• [Input data]
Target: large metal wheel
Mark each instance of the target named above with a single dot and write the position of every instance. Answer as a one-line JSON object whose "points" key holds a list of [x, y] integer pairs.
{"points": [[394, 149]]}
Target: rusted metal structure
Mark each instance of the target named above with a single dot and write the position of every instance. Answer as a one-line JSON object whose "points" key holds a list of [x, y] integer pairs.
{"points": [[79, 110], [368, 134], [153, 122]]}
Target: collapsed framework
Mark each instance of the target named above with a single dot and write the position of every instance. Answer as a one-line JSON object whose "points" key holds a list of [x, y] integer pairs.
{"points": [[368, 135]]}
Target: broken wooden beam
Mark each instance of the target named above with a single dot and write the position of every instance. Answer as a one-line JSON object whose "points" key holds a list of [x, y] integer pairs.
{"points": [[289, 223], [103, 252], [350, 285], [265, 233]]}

• [Do this] Reproduce all of the items above word for word, keeping every line in its original order.

• [Task result]
Target: large metal wheel
Mark each instance of the target named above with a single dot and write the position of every instance. Answer as a one-line JSON object whose "points" key holds a list of [x, y] integer pairs.
{"points": [[394, 149]]}
Target: rusted metal structure
Mark each instance of the target named above with a single dot and write the position of every instance. Answer as a one-line JSON object whose "points" key holds a list of [x, y] integer pairs.
{"points": [[79, 110], [368, 134], [153, 122]]}
Target: collapsed framework
Mark each instance of the target named above with a single dot and write the position of every instance. Answer as a one-line JSON object whose "points" key holds a list of [x, y] integer pairs.
{"points": [[368, 135]]}
Target: broken wooden beam
Mark each instance of the target named above with a single dot and write the position of every instance. Answer as a one-line JSON object whose "points" key holds a list of [x, y] integer pairs.
{"points": [[289, 223], [103, 252], [350, 285], [265, 233]]}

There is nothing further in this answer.